> [Your tasks]:
a - From the text below about walking through cities at night, list every kind of discarded item that the closing sentence says is left behind in the late hours.
b - Carry on the passage below about walking through cities at night, picking up right after its final sentence.

> [Text provided]:
(begin)
Over the last few years especially, I have spent many, many hours walking through various cities at night. The history of walking through cities is as old as that of cities themselves, and as a practice subject to a multitude of different uses and interpretations. Walking at night, however, offers something different, having the capacity to alter our ingrained, seemingly natural predispositions towards the urban surroundings, and our perceptions along with it. This has an important dual function, as this book contends. It allows the architecture of the city to be sensed differently. Architecture, through its presence and function, is typically a reflection of the values of the society that built it. Yet no matter how permanent our buildings may appear, there are temporal relationships occurring inside and outside – weathering, occupying, adapting – that subtly alter the fabric of the city. By venturing into the urban night it is possible to experience the materiality of the city as distinct from its character in the daytime. It appears somehow more porous; the shadowplay across its edifices is rich, deep and gelatinous. In addition, and perhaps of greater significance, it fosters a different way of thinking. In an age of hyper-visibility, encountering anything genuinely new seems incredibly remote, weirdly distanced from us yet at the same time ever-present and depthless. As the feedback loops on all forms of culture tighten, we seem to have reached a terminal inertia of restless regurgitation. The need for a time-place to imagine alternatives becomes increasingly urgent. Oppositional strategies such as abject despondency or rejection through nonparticipation have their potentialities but also their limitations. The appearance of eschewal may be another way forward. For within this are myriad possibilities for recalcitrance and discovery, i.e. we can give our attention to things and ideas. The point here is not necessarily where this occurs but when.

Finding oneself in the nocturnal city can be a useful aphorism. Why might this be? Cities at night are distinct, constellations of light within shadow and tempos of spectacle that contrast with the daytime. Consider the city nearest to you. Perhaps you live or work there, go out to socialize, mingle with others or attend events etc. This city is not one but has a dual character. This is the crosshatch of two cities like China Mieville's Beszel and Ul Qoma, conjoined and overlaid yet also offset from one another. We can invoke the daytime city here but much is 'unseen,' strangely familiar but also otherworldly. This uncanny character of the nighttime city squeezes and stretches place. Staccato rhythms of the day are more fluid in the nocturnal hours, the hum and drum of the urban tribe instead replaced by streams and seams of stimulation which as the hours accumulate from midnight become trickles and abandoned mines save for the semaphore of bottles, cans, fast-food wrappers and cigarette ends.
(end)
> [Given information]:
(begin)
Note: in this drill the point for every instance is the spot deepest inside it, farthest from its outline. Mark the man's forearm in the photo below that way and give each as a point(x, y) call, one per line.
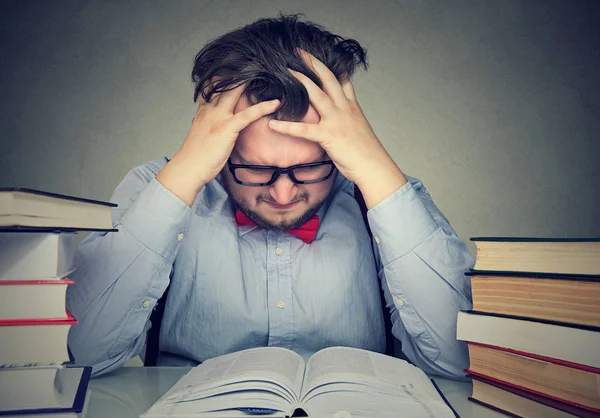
(end)
> [Responses per task]:
a - bottles, cans, fast-food wrappers, cigarette ends

b -
One of the first obstacles is with regard to the everyday. We can develop a tendency to think of the places we live as being the same, static or even boring. Just because something appears commonplace does not make it so. Surrounded by what largely look to be identical backdrops to our lives, it is easy to forget this is an environment. The psychologist James J. Gibson (1979) would describe this as a 'niche,' not to be confused with the habitat of a species – i.e. not where it lives, but rather how it lives. It is within this difference that it is easy to miss the point about how we relate to the urban landscape. There is also a further layering of the relationship. The city is not simply out there – a built construction separate from ourselves – but in the here of our bodies: its particles inhaled and exhaled; its materiality and textures informing our gait and steadily reshaping our footwear; its smells, sights and sounds comforting us or perhaps causing concern. And, of course, pertinently the here of our mind where we reconstruct the city many times over, forging new maps and narratives in response to its restlessness. It lives within us and us within it. The artificiality of the built environment is transformed at night, a loose third place between the natural world and the stark configuration of the daytime city. This is the nocturnal city.

For darkness has long fingers and a multitude of pockets within its cloak. When we encounter the urban night its supernatural qualities unfurl depending on the mode and speed with which we move through it. Walking is an inscriptive practice, its rhythms are incantations, finding the fissures of urban space and loosening them up, bringing forth seizures of place. This is the nighttime city, thereafter doleful and spent in the predawn dimness awaiting reprisal tomorrow. The subliminal slowness of the city at night enables the urban landscape to be disinterred – clumsy histories plastered layer upon layer, increasingly disappearing remnants of yesteryear, symbols of forgotten promises, foreclosed desires and unspoken understandings. The peril is the perishable. The contemporary city is a redacted text, teeming with impoverished sentences and fraught punctuation. Overzealous editors commissioning and leading copy, previous articles shredded for noncompliance to the grand narrative. But dyslexia takes hold as the kerning of the streets is less assured and defined. Hieroglyphics are architecture's muted voice at night, incomprehensible messages jumbled together, the platen slipped and the urban type offset. Memory and the exorcism of personal notations, literal footnotes made through the passage of time and place. This renders the nocturnal city disturbing in its missive.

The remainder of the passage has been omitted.